Restless Books sets up shop in Amherst: Independent publisher started in New York City finds a new home in the Valley
Published: 12-01-2023 1:03 PM
Modified: 12-01-2023 3:13 PM |
A bit over 10 years ago, Ilan Stavans, the longtime Amherst College professor and writer, made his first venture into the business world: starting a publishing company dedicated to international writing.
Restless Books, whose tagline is “an international publisher for a world in motion,” began under modest circumstances, with digital releases, a small editorial team based in Brooklyn, New York, and Stavans working mostly from Massachusetts.
But within a few years, the company began publishing print editions and expanding its catalog — and now it’s come home, so to speak, opening an office and small retail store in Amherst.
The new space, at 69 Main Street, a few doors down from the Black Sheep Deli, offers some comfy armchairs for perusing work from the Restless Books catalog, stacked along one wall. Desks for a number of staff members, including the publisher’s senior editor and managing editor, are sited on the other side of the room.
In a recent phone call, Stavans said the nonprofit company had not been able to open any retail space in Brooklyn, so being able to locate a spot for that in Amherst “is really gratifying.”

DATASET SECTION.
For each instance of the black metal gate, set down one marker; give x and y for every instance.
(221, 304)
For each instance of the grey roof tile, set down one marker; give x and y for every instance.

EXERCISE TASKS.
1. Answer these questions from the article on Restless Books:
(a) What is the publisher's tagline?
(b) At what street address is the new Amherst space?
(c) In what place was the small editorial team based at the start?
2. Quote the article on Restless Books word for word, beginning at the words "The new space, at" and stopping after "of the room.".
The lines above are separate material, apart from the article on Restless Books.

WRITTEN ANSWERS.
1.
(a) "an international publisher for a world in motion"
(b) 69 Main Street
(c) Brooklyn, New York

2.
The new space, at 69 Main Street, a few doors down from the Black Sheep Deli, offers some comfy armchairs for perusing work from the Restless Books catalog, stacked along one wall. Desks for a number of staff members, including the publisher’s senior editor and managing editor, are sited on the other side of the room.